— BEGIN —
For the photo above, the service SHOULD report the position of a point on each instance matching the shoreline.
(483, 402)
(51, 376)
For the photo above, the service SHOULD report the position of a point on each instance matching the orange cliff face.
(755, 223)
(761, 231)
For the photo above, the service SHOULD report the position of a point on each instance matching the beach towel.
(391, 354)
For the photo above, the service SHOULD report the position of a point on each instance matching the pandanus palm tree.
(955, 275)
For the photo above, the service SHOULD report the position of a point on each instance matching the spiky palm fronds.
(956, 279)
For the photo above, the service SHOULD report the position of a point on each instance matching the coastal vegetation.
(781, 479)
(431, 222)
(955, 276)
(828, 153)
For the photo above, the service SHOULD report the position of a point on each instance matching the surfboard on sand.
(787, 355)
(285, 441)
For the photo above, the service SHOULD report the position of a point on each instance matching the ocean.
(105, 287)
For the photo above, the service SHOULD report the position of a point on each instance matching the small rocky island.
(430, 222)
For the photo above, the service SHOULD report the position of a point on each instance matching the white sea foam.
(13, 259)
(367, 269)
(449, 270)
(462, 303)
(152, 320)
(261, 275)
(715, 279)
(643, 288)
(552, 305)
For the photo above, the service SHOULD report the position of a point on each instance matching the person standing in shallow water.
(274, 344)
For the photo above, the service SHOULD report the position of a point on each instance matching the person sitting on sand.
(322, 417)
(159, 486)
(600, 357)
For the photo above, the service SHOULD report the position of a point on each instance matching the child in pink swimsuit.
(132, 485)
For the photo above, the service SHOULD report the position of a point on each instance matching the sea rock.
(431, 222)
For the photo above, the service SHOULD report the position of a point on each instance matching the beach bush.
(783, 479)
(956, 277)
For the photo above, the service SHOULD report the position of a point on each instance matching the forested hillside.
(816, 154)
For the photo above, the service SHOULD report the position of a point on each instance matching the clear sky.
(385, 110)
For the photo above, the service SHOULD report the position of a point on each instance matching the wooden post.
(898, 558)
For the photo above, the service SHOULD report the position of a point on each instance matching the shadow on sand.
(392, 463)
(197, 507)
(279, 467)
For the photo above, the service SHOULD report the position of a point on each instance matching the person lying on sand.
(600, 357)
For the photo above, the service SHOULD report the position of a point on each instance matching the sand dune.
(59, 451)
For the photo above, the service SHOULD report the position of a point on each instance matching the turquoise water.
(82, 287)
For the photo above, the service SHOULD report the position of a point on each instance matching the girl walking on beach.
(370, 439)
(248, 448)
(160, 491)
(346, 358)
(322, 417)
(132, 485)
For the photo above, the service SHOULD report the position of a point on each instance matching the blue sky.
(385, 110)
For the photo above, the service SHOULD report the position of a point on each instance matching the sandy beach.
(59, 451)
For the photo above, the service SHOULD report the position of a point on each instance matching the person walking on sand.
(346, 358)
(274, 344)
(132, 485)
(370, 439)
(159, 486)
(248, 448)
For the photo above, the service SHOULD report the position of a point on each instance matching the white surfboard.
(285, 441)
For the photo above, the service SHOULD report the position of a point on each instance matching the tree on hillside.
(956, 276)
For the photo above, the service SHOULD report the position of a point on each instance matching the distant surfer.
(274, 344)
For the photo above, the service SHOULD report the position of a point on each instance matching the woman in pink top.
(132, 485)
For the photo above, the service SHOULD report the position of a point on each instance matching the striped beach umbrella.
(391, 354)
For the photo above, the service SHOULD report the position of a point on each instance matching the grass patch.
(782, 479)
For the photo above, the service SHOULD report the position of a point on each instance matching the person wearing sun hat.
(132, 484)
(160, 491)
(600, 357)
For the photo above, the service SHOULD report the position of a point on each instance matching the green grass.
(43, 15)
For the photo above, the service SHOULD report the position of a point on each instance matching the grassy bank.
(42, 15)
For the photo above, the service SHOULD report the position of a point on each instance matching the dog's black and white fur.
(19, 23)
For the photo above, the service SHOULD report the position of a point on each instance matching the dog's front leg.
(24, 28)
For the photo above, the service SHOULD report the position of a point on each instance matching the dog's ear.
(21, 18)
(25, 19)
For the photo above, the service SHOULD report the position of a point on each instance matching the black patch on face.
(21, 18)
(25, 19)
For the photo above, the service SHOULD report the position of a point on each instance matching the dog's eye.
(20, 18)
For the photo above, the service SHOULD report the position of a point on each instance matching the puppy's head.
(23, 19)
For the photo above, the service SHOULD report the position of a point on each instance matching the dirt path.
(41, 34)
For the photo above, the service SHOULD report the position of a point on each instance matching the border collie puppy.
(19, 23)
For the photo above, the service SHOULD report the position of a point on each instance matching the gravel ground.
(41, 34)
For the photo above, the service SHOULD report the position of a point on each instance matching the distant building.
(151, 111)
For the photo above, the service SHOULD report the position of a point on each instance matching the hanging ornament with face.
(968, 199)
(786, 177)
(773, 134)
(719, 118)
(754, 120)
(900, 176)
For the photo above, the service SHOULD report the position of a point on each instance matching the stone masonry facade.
— END —
Please copy out the material verbatim, starting at the line that contains "dog's front leg." and continuing through its final line.

Exercise answer:
For the photo above, the service SHOULD report the position of a point on each instance matching the dog's front leg.
(24, 28)
For the photo above, the service SHOULD report the position of a point on each instance matching the dog's ear.
(21, 18)
(25, 19)
For the photo above, the service SHOULD report the position of a point on each instance matching the black patch on face.
(21, 18)
(25, 19)
For the photo above, the service SHOULD report the position of a point on each instance matching the dog's eye.
(20, 18)
For the photo above, the service SHOULD report the position of a point on each instance matching the puppy's head.
(23, 19)
For the photo above, the service SHOULD report the position of a point on each instance matching the dirt path.
(41, 34)
For the photo above, the service SHOULD report the position of a point on each instance matching the border collie puppy.
(19, 23)
For the photo above, the service SHOULD report the position of a point on each instance matching the gravel ground.
(41, 34)
For the photo above, the service SHOULD report the position of a point on each instance matching the distant building.
(151, 111)
For the photo above, the service SHOULD report the position of a point on each instance matching the hanging ornament with face.
(968, 199)
(786, 177)
(773, 134)
(719, 118)
(754, 120)
(900, 176)
For the photo above, the service SHOULD report the position of a point on each instance matching the stone masonry facade.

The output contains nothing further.